**Challenge A:**
Render the entries as a Markdown table with the columns Row and Line, starting with the line that contains "Locate red graphic" and going on through the line that contains "67,99,88,120", and leave out any blank lines.

**Excerpted passage:**
Alpert and Scully acted out the comically tragic sequence over numerous Skype video calls. In the rehearsal room, they staged the scene by pretending the clock was there, and the video designer storyboarded it with placeholders for people so the director could envision how it was all going to play out. As Scully points out, given the limited tech time on the show — one could arrive at the theatre at 9 a.m. and be giving their first performance that night — problem solving had to be worked out ahead of time. He credits lighting designer Nick Solyom with being very cooperative and working things out. “Lighting and projection can have different needs, and Nick was great in helping us,” says Scully.
Simulating a Beheading
How does one stage a decapitation without a head rolling off and without an actual clock hand? An existing seam, attached with a modest amount of Velcro, was stitched into the 12-by-8-foot (WxH) screen that allowed Lesli Margherita (the actress playing Zenobia) to pop her head through, around which was projected the cropped image of the clock with the slowly descending minute hand. Solyom avoiding casting light on the screen, and the predominately black and white imagery helped mask the appearance of the seam, even at close range in a small theater.
The video designer praises Margherita for her performance during this key moment in the musical. “She had to keep her head up [while] bent over from behind, hit the light without knocking her hat or wig off, and still be funny,” recalls Scully. “She had to do all these physical contortions and land jokes and land the moment, and she did a great job. It was great to see something you built with computer screens and in phone calls all come together with flesh and blood people.”
A self-admitted sucker for good blood splatter, Scully restrained the color palette of the morbidly funny musical, which made the red of the blood stand out even more. For the actual decapitation, actors playing deceased characters rolled the screen around to reveal Zenobia from the back. When the clock hand cut her head off, a video splash of red exploded near the opening where her head was stuck.
Other imagery that was implemented throughout the show included map work, office and parlor interiors and other static imagery that was done in the style of paper and ink to keep the literary metaphor of the story going. Scully eschewed laziness in his approach. “It’s easy with these types of projects…we are in front of a clock tower, let’s go find a picture of a clock tower,” he states. “It starts becoming a family vacation slideshow, and it was important to me that it maintained a texture that made sense within the world of the show.”

**Listed records:**
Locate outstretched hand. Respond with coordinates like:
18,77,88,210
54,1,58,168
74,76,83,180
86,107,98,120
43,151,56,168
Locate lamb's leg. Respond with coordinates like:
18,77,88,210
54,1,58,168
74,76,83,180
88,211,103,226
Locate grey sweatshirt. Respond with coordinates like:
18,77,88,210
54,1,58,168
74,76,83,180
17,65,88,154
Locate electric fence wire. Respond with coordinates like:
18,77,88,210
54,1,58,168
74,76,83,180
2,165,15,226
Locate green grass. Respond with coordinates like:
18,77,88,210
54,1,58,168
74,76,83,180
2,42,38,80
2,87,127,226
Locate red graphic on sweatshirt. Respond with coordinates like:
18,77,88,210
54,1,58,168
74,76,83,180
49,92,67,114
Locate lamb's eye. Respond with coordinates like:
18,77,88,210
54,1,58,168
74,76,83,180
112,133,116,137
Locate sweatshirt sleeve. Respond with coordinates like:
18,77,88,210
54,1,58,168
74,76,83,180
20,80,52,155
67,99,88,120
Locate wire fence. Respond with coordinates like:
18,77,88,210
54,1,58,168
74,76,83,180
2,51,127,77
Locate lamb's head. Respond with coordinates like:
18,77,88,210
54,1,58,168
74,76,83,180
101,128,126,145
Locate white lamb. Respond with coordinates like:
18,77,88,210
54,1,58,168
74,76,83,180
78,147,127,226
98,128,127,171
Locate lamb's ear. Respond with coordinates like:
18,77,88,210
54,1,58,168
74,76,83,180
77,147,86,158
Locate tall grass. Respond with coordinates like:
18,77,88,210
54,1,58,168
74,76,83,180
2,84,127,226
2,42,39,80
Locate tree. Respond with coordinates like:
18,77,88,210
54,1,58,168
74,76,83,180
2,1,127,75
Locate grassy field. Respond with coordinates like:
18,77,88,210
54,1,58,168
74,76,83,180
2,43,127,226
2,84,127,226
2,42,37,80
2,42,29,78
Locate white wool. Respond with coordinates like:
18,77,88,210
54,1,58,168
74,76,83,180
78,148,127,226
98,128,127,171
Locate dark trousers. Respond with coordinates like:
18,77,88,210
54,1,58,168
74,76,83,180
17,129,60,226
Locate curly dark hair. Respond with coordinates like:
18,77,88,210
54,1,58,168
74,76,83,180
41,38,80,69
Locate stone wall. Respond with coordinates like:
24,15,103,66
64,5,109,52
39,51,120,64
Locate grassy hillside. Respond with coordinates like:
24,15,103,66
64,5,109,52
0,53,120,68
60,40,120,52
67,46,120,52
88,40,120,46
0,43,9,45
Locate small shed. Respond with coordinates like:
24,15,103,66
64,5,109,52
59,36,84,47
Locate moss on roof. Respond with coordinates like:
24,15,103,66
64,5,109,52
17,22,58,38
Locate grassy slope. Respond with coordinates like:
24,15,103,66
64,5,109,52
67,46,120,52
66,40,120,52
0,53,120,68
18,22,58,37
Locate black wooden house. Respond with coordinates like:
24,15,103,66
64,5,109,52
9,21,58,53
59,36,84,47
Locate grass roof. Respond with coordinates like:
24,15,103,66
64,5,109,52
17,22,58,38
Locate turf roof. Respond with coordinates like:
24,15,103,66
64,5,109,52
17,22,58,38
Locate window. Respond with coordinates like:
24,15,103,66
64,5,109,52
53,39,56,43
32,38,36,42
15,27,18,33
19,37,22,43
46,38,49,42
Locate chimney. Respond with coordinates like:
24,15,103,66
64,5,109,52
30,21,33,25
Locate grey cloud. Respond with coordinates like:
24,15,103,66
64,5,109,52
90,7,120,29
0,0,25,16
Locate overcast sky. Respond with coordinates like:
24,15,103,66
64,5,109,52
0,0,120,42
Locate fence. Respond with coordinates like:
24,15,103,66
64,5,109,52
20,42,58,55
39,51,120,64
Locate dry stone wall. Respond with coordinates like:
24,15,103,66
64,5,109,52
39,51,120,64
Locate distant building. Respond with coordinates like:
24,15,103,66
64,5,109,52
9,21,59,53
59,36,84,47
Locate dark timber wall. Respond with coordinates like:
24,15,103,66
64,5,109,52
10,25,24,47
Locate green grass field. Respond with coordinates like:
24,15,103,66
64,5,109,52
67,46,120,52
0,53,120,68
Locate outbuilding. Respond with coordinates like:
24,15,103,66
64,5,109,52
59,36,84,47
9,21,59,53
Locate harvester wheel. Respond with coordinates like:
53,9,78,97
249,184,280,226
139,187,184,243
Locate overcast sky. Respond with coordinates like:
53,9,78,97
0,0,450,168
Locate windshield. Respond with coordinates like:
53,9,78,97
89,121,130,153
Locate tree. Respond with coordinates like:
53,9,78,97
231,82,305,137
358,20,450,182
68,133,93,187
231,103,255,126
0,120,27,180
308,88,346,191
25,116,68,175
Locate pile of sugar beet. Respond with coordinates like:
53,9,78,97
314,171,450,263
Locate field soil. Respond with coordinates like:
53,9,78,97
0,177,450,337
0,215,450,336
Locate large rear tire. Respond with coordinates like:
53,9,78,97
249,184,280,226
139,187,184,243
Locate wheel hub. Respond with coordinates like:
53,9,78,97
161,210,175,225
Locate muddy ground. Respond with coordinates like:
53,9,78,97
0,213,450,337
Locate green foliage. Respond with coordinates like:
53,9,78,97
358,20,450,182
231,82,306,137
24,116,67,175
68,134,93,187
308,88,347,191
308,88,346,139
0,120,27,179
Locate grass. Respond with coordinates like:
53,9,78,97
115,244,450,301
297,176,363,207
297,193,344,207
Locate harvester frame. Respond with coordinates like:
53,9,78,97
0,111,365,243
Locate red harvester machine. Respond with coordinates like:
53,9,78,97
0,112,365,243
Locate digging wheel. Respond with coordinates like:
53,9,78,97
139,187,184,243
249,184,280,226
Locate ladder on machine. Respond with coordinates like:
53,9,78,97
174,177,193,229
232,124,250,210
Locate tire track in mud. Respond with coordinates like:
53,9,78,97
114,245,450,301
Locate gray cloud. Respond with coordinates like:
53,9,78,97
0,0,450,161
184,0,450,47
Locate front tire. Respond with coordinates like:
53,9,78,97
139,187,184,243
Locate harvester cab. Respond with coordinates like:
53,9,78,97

**Challenge B:**
Print the part of the passage on the musical's projection design starting with "Simulating a Beheading" and going on through "a small theater.".

**Complete response A:**
| Row | Line |
|---|---|
| 1 | Locate red graphic on sweatshirt. Respond with coordinates like: |
| 2 | 18,77,88,210 |
| 3 | 54,1,58,168 |
| 4 | 74,76,83,180 |
| 5 | 49,92,67,114 |
| 6 | Locate lamb's eye. Respond with coordinates like: |
| 7 | 18,77,88,210 |
| 8 | 54,1,58,168 |
| 9 | 74,76,83,180 |
| 10 | 112,133,116,137 |
| 11 | Locate sweatshirt sleeve. Respond with coordinates like: |
| 12 | 18,77,88,210 |
| 13 | 54,1,58,168 |
| 14 | 74,76,83,180 |
| 15 | 20,80,52,155 |
| 16 | 67,99,88,120 |

**Complete response B:**
Simulating a Beheading
How does one stage a decapitation without a head rolling off and without an actual clock hand? An existing seam, attached with a modest amount of Velcro, was stitched into the 12-by-8-foot (WxH) screen that allowed Lesli Margherita (the actress playing Zenobia) to pop her head through, around which was projected the cropped image of the clock with the slowly descending minute hand. Solyom avoiding casting light on the screen, and the predominately black and white imagery helped mask the appearance of the seam, even at close range in a small theater.